──────── RECORDS FOR THE TASK

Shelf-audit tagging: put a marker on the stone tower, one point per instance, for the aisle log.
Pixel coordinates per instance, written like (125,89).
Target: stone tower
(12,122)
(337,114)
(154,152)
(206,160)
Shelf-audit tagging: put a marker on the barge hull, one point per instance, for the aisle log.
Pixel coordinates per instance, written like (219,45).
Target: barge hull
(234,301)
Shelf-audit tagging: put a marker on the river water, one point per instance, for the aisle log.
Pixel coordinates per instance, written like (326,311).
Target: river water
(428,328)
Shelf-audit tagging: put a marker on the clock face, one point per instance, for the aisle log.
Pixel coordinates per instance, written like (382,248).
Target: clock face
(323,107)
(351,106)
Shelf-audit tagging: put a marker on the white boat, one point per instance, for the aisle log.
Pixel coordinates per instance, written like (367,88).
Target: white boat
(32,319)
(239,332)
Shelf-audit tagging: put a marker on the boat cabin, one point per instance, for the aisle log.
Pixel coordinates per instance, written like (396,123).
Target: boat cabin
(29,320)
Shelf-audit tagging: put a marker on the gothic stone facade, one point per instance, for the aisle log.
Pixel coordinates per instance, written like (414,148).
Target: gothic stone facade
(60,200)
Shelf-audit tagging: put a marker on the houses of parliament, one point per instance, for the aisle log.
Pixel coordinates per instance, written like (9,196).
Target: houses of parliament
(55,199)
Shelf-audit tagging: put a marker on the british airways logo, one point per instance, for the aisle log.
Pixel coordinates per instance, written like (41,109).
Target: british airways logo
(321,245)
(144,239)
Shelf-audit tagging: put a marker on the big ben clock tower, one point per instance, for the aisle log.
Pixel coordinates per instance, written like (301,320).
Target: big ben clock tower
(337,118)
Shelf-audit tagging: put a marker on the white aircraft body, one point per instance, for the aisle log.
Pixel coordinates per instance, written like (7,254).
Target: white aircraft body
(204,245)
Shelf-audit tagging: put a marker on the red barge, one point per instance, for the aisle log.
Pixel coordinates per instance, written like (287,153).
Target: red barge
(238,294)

────────────────

• [ACTION ITEM] Copy exactly the line that contains "Target: big ben clock tower" and every line after it, up to and including the last line of the records.

• [SOLVED EXERCISE]
Target: big ben clock tower
(337,118)
Shelf-audit tagging: put a marker on the white aircraft body, one point per instance, for the aisle log.
Pixel coordinates per instance, written like (7,254).
Target: white aircraft body
(204,245)
Shelf-audit tagging: put a marker on the red barge, one point per instance, for the aisle log.
Pixel coordinates per instance, written like (287,153).
Target: red barge
(238,294)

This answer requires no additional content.